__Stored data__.
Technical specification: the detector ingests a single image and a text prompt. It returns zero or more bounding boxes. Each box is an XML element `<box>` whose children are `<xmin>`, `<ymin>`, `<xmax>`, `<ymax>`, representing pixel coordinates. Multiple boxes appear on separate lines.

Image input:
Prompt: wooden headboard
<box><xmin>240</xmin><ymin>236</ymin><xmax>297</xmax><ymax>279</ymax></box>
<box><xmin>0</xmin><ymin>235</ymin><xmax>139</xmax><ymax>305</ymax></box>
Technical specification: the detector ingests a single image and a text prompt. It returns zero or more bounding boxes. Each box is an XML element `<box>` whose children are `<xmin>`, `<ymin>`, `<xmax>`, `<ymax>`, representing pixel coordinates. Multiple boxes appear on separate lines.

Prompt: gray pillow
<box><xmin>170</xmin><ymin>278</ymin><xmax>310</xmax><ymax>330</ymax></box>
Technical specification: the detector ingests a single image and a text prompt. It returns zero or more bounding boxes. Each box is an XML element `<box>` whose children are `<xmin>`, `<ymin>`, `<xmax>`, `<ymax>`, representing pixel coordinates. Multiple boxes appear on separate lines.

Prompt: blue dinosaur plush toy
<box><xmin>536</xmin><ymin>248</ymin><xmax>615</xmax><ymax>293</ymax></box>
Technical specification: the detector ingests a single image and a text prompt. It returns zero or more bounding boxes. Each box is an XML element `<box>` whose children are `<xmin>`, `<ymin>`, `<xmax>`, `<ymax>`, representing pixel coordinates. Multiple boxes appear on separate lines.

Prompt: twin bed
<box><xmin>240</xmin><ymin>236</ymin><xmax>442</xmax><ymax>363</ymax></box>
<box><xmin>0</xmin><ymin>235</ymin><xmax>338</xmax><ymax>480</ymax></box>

__REQUIRED WORK__. Write the entries again, exactly as they stand.

__EXERCISE SOLUTION__.
Technical specification: the detector ingests a single image and a text prompt. It returns zero or more bounding boxes. Each box is an XML element `<box>` whose children are `<xmin>`, `<ymin>`, `<xmax>`, `<ymax>`, representing pixel coordinates. Multiple boxes appear on separate lines.

Image input:
Prompt: wooden headboard
<box><xmin>240</xmin><ymin>236</ymin><xmax>297</xmax><ymax>279</ymax></box>
<box><xmin>0</xmin><ymin>235</ymin><xmax>139</xmax><ymax>305</ymax></box>
Technical specification: the detector ingests a single image and a text prompt. It returns zero or more bounding boxes. Each box is an XML element `<box>` whose children are `<xmin>`, `<ymin>`, `<xmax>`, `<ymax>`, representing pixel coordinates. Multiple boxes appear on separate lines.

Prompt: gray pillow
<box><xmin>170</xmin><ymin>278</ymin><xmax>310</xmax><ymax>330</ymax></box>
Technical specification: the detector ingests a single image and a text prompt. It returns zero or more bounding boxes. Each box is an XML element `<box>` whose children are `<xmin>`, `<ymin>`, `<xmax>`, `<ymax>`, representing pixel coordinates. Multiple boxes appear on separate lines.

Prompt: blue dinosaur plush toy
<box><xmin>536</xmin><ymin>248</ymin><xmax>615</xmax><ymax>293</ymax></box>
Technical specification: the detector ingests a single image and a text prompt. It returns zero or more bounding boxes. Each box is an XML element `<box>` whose children are `<xmin>`, `<ymin>`, `<xmax>`, `<ymax>`, representing pixel coordinates. Multiple boxes appear on separate lines.

Prompt: twin bed
<box><xmin>240</xmin><ymin>236</ymin><xmax>442</xmax><ymax>363</ymax></box>
<box><xmin>0</xmin><ymin>235</ymin><xmax>338</xmax><ymax>480</ymax></box>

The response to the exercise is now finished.